::: Listed entries

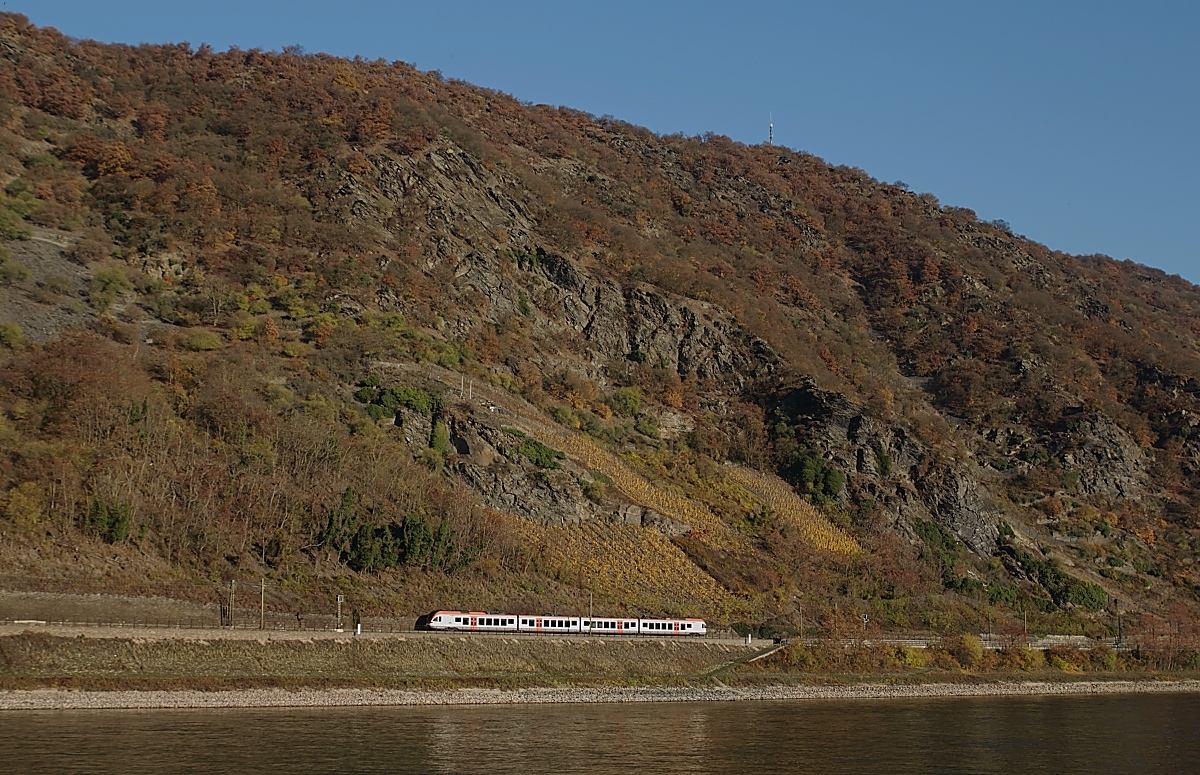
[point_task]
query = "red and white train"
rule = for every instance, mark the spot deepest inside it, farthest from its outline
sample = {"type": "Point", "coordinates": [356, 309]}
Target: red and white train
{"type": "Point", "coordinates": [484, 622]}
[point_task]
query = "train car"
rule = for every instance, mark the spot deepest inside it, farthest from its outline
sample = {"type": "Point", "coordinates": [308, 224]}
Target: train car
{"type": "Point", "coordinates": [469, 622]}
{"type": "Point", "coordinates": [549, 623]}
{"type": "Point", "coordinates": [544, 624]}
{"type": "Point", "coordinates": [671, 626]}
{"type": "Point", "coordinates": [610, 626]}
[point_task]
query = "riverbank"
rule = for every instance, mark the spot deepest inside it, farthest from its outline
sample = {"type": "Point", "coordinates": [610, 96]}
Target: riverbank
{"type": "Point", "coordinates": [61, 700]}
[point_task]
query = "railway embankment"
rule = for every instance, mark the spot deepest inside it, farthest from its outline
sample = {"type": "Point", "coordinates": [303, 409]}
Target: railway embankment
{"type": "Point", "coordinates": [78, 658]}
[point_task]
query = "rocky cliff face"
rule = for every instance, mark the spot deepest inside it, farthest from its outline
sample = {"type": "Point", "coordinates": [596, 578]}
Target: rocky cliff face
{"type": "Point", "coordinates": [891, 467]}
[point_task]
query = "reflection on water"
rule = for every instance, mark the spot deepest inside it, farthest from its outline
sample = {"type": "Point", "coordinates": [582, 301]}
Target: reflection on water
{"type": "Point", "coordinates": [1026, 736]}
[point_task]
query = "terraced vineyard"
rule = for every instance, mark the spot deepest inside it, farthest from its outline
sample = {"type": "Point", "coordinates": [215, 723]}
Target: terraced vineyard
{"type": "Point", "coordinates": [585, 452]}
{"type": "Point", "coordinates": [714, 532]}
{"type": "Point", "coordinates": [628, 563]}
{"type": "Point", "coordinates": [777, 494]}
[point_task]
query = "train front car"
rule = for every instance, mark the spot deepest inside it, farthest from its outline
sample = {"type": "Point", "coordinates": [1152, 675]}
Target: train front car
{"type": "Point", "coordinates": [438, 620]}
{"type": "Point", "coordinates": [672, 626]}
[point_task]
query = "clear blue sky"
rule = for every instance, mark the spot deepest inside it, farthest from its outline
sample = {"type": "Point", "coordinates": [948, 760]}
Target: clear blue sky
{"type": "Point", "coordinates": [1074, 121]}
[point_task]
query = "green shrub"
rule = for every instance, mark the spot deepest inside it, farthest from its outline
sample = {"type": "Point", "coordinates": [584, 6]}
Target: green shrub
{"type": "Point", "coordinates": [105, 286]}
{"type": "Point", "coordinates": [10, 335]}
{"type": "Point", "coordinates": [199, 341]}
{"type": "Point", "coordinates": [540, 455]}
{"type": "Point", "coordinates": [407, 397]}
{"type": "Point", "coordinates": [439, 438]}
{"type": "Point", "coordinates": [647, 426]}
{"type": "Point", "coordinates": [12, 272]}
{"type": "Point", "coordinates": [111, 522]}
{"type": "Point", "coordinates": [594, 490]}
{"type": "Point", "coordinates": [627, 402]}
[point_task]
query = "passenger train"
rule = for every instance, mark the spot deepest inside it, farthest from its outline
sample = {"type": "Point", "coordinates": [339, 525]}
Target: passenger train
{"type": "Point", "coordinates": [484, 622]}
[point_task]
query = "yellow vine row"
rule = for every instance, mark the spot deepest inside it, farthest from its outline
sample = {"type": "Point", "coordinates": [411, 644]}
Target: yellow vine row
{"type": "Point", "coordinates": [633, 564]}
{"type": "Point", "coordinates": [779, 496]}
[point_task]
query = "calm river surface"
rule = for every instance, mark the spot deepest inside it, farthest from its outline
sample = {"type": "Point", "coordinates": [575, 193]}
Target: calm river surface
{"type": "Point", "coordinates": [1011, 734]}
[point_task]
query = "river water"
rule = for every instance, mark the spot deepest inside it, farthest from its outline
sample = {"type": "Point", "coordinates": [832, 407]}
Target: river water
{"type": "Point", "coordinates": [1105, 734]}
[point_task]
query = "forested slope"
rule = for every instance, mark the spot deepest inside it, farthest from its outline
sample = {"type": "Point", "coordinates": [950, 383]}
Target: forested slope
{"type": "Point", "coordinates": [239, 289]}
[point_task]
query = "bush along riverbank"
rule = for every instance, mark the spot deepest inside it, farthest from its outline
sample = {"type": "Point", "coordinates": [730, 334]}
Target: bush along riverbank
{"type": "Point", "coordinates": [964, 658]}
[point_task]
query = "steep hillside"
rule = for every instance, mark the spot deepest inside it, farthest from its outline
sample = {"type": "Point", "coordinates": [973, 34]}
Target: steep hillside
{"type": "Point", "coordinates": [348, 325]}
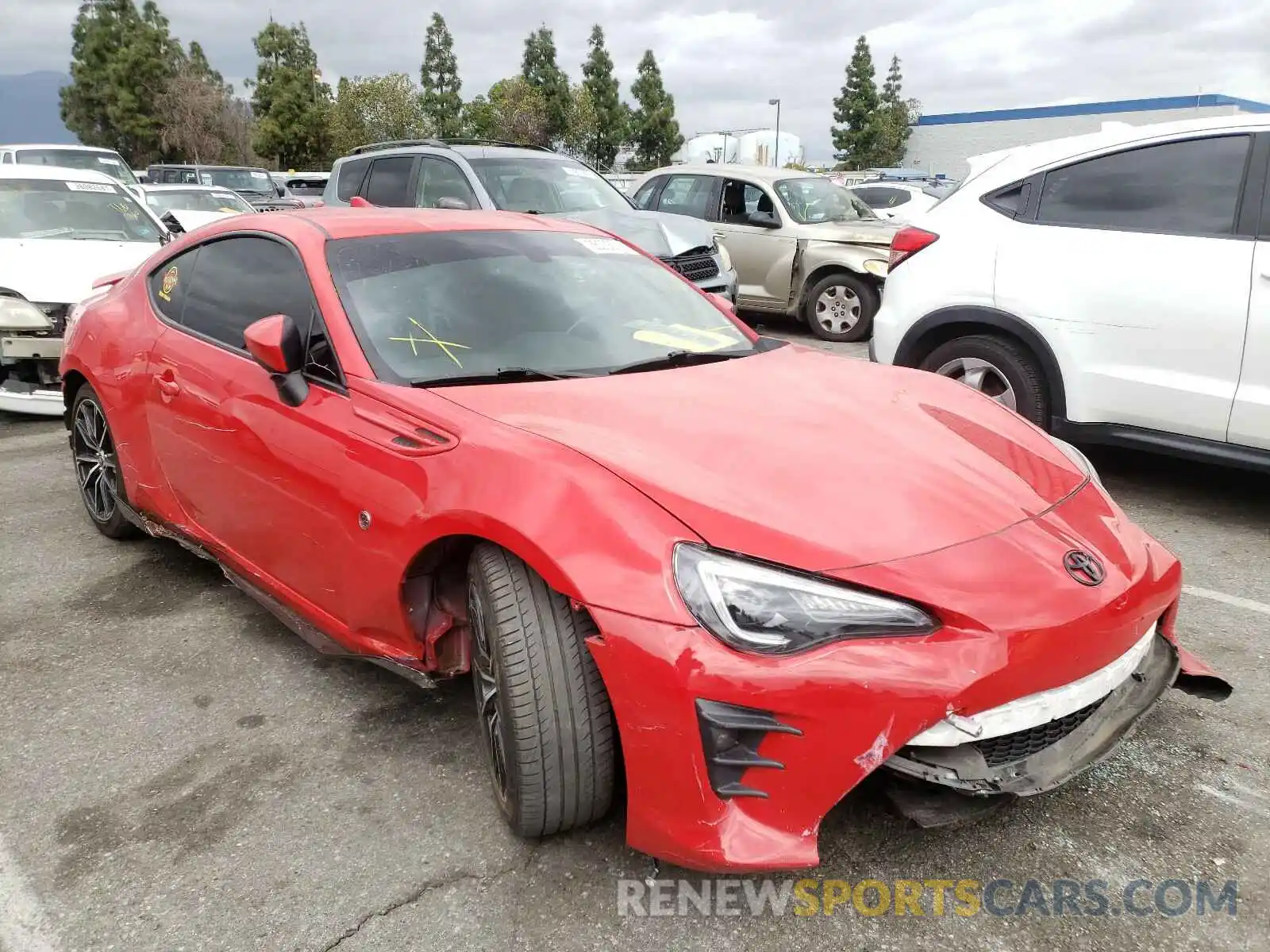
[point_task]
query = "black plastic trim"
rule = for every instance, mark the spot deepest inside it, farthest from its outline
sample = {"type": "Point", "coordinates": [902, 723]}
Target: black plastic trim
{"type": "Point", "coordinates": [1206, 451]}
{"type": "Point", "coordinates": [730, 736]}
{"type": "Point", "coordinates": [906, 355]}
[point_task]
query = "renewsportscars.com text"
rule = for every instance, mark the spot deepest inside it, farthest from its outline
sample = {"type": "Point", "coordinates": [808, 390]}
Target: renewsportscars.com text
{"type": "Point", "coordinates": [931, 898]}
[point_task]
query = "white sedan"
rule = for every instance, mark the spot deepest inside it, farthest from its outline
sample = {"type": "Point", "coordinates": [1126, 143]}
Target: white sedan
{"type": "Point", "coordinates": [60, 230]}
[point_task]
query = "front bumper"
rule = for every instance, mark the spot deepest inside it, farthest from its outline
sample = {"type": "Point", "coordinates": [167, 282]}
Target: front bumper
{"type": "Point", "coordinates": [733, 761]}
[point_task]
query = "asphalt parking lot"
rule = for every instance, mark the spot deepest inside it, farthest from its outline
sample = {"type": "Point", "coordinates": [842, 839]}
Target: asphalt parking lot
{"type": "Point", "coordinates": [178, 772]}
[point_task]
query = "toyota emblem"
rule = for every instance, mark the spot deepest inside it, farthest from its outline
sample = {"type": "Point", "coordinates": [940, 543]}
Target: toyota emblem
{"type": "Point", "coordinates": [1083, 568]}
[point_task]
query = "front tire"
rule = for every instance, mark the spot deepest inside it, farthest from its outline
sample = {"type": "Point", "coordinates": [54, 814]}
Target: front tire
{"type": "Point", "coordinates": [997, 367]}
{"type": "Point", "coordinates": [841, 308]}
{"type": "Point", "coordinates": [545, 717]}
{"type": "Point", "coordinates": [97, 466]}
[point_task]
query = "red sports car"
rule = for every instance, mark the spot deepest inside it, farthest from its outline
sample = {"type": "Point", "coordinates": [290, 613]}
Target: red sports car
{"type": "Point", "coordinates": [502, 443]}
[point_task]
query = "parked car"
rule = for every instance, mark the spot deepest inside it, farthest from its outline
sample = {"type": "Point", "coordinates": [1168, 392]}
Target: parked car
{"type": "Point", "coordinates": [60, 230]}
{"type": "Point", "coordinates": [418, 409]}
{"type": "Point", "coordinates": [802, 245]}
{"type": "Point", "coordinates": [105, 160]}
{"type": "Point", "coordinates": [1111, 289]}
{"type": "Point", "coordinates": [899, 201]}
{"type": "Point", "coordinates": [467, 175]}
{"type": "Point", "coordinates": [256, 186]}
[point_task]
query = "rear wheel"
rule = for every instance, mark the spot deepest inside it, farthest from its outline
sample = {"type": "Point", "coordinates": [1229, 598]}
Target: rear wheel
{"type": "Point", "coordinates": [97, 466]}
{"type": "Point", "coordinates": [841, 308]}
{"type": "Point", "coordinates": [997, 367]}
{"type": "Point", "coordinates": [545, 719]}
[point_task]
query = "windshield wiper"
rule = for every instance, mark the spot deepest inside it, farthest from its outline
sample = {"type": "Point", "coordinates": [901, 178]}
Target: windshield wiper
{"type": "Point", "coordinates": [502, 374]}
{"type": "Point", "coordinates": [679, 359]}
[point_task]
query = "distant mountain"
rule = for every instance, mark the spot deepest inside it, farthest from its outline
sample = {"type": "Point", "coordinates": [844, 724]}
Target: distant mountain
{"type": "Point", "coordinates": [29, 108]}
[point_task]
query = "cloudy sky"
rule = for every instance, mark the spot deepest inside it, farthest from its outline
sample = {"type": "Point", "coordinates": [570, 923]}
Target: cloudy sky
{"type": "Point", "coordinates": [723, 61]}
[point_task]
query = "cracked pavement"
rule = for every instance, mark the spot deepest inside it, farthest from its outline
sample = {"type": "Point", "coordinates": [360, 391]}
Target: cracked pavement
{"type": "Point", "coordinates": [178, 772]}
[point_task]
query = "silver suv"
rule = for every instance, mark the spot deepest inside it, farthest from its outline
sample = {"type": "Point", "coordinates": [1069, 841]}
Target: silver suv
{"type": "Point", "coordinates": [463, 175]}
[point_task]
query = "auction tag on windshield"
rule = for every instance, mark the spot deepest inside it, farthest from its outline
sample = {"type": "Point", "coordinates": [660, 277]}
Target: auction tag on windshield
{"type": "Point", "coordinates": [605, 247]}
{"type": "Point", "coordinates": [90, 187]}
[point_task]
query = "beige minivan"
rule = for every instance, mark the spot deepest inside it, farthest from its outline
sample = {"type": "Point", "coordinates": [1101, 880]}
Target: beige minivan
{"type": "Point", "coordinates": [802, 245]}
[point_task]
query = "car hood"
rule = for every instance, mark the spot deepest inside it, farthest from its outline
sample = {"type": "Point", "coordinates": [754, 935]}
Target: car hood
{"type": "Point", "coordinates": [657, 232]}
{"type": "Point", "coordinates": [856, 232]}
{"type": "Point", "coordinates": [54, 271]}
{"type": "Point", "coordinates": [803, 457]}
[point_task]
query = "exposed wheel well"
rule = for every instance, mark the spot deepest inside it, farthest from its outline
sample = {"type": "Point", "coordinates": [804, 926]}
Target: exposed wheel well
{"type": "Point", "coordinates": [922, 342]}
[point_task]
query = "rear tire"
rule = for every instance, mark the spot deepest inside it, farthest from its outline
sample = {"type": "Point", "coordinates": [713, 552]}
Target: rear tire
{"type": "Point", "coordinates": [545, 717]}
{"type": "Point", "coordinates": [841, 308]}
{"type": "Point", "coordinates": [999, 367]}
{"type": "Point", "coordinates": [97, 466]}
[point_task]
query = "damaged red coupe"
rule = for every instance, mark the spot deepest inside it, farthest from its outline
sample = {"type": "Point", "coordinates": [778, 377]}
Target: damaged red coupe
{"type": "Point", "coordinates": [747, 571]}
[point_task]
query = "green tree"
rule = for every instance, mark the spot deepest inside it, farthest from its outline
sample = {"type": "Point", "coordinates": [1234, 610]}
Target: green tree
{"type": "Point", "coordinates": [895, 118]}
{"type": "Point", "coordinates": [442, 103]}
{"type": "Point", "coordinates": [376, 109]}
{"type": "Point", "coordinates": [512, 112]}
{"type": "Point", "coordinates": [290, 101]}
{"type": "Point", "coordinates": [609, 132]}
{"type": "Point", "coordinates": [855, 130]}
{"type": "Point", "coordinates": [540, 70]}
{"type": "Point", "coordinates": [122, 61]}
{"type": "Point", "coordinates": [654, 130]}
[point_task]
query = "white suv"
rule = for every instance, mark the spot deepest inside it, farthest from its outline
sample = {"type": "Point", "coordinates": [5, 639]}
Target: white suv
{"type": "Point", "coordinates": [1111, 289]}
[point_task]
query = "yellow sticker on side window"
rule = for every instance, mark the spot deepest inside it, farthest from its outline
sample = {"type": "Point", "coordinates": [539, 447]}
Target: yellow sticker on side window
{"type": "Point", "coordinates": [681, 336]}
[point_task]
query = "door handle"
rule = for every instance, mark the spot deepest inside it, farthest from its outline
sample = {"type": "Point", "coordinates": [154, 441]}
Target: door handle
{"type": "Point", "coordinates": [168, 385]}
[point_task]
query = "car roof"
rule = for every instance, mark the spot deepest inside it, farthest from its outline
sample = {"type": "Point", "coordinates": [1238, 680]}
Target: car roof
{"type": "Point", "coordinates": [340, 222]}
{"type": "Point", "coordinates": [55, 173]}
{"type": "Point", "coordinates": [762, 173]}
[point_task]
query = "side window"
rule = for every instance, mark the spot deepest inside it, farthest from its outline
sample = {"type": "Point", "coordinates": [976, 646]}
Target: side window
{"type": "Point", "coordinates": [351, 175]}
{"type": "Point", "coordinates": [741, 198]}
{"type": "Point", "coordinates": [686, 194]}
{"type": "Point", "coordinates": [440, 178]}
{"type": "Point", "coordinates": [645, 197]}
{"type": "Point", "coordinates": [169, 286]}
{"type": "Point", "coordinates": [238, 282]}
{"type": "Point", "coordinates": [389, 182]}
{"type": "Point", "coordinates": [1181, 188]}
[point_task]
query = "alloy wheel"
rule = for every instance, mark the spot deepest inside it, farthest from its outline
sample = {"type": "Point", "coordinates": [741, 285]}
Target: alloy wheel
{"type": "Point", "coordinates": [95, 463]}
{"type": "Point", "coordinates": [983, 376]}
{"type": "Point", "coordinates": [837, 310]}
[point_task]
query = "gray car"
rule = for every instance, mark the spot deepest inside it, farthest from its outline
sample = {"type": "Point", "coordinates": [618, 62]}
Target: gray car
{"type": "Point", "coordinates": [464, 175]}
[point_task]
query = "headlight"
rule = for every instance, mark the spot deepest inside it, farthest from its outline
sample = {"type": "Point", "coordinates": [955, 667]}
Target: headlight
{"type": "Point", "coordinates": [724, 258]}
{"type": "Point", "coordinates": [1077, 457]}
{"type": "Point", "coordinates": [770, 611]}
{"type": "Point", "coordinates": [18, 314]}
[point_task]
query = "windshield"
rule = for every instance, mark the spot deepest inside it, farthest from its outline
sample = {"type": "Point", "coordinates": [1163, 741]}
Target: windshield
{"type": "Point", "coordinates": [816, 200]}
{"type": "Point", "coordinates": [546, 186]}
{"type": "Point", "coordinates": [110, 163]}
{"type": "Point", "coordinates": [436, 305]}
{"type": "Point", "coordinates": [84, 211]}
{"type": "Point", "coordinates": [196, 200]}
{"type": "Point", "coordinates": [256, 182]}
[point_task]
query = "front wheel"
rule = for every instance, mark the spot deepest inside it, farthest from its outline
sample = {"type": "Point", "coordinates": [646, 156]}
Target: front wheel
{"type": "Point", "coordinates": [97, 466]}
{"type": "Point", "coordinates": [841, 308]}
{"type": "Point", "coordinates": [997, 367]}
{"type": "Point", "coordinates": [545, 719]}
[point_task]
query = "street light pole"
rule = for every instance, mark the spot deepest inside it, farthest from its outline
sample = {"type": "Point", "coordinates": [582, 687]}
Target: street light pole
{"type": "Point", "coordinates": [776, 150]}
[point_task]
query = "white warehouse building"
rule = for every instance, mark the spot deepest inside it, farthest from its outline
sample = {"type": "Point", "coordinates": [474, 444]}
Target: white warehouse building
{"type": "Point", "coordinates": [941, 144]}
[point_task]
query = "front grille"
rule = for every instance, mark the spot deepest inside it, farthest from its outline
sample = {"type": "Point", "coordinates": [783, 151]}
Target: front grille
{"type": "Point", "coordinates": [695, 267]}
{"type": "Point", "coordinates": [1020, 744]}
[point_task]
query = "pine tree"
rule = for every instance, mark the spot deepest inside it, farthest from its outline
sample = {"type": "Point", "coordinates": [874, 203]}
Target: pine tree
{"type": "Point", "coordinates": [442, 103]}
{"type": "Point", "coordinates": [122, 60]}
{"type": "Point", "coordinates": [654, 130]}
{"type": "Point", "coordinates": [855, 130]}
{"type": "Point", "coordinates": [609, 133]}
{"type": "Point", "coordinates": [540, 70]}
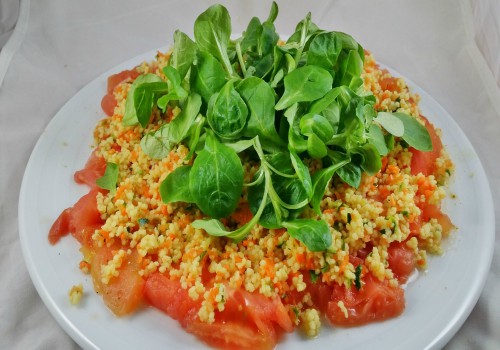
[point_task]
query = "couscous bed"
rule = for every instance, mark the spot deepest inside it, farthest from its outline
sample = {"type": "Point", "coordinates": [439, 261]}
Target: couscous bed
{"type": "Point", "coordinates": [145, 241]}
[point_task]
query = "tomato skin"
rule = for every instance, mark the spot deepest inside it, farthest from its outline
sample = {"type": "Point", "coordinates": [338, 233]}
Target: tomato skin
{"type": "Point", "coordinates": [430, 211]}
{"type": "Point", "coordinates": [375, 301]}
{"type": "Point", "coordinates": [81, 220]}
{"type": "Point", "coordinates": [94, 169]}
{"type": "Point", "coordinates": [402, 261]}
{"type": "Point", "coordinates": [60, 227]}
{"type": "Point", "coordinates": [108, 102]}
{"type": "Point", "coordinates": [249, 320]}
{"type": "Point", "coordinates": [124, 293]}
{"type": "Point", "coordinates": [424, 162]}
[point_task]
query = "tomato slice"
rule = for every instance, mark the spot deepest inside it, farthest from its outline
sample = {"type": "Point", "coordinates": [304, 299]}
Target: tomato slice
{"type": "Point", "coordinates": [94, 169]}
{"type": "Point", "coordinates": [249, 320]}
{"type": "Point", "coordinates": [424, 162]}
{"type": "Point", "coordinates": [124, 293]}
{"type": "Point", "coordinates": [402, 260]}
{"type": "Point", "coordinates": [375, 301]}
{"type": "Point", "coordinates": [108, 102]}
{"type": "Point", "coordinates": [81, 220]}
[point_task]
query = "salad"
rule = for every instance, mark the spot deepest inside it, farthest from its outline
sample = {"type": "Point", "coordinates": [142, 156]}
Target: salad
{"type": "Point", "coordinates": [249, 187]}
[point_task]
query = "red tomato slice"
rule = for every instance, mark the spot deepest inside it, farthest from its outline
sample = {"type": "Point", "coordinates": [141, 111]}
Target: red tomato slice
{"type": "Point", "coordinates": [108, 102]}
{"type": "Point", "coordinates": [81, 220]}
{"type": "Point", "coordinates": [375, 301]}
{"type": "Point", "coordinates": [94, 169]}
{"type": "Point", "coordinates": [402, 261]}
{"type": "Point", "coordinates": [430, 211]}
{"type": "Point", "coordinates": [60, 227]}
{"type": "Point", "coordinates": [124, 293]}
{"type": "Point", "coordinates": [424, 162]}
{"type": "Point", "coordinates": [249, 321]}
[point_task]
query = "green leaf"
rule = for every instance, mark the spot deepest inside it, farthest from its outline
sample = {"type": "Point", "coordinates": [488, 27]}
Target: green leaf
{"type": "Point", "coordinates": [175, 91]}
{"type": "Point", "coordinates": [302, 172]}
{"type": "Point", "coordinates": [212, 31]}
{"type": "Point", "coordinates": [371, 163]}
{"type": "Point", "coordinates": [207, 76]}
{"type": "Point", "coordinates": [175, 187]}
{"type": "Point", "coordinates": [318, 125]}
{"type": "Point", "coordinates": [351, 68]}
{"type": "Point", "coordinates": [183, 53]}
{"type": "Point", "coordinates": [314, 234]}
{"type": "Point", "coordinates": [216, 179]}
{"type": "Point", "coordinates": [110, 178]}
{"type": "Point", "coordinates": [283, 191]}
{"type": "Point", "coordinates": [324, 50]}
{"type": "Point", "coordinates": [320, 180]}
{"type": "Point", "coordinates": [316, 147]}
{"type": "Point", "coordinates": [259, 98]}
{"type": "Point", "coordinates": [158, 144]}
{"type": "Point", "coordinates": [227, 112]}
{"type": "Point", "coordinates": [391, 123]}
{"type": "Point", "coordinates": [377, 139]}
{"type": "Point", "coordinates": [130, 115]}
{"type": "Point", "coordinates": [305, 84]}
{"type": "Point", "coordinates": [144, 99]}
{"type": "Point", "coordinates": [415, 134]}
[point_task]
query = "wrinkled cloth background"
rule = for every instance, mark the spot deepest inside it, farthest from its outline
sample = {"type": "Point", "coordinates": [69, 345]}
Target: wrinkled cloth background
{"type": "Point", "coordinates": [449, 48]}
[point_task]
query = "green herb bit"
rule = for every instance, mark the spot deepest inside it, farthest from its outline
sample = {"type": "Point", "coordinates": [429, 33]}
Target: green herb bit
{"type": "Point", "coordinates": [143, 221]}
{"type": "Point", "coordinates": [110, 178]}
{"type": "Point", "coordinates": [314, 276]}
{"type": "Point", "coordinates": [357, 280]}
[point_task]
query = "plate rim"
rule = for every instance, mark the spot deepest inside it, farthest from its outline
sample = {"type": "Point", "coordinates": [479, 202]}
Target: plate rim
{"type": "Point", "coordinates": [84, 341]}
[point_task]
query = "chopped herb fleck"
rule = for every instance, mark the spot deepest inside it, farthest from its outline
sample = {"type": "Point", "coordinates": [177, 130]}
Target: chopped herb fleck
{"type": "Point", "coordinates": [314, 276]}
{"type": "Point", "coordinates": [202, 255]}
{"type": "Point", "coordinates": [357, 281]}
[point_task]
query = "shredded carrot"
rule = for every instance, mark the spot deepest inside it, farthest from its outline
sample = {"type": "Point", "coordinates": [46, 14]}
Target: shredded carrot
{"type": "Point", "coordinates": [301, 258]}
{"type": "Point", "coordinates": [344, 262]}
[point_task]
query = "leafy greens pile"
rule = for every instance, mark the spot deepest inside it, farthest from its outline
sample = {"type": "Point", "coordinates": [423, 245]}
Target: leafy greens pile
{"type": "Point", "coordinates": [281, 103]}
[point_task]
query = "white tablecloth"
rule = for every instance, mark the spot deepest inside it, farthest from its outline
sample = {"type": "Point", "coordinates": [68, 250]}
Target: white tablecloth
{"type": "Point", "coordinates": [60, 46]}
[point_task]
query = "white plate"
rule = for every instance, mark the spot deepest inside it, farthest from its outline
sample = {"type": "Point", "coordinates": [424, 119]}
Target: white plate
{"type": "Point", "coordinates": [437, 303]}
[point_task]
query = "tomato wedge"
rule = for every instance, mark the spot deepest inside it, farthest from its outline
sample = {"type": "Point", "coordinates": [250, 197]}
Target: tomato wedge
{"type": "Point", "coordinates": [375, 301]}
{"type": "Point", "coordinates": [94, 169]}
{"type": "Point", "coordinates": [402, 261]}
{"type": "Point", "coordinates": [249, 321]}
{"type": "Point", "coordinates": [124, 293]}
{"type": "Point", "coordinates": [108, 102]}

::::::

## What you will do
Show every line of the records above that contains the string "yellow", copying each line in full. Treat uppercase and lowercase letters as distinct.

## Full solution
query = "yellow vine row"
Target: yellow vine row
query = "yellow sticker on side window"
Target: yellow sticker on side window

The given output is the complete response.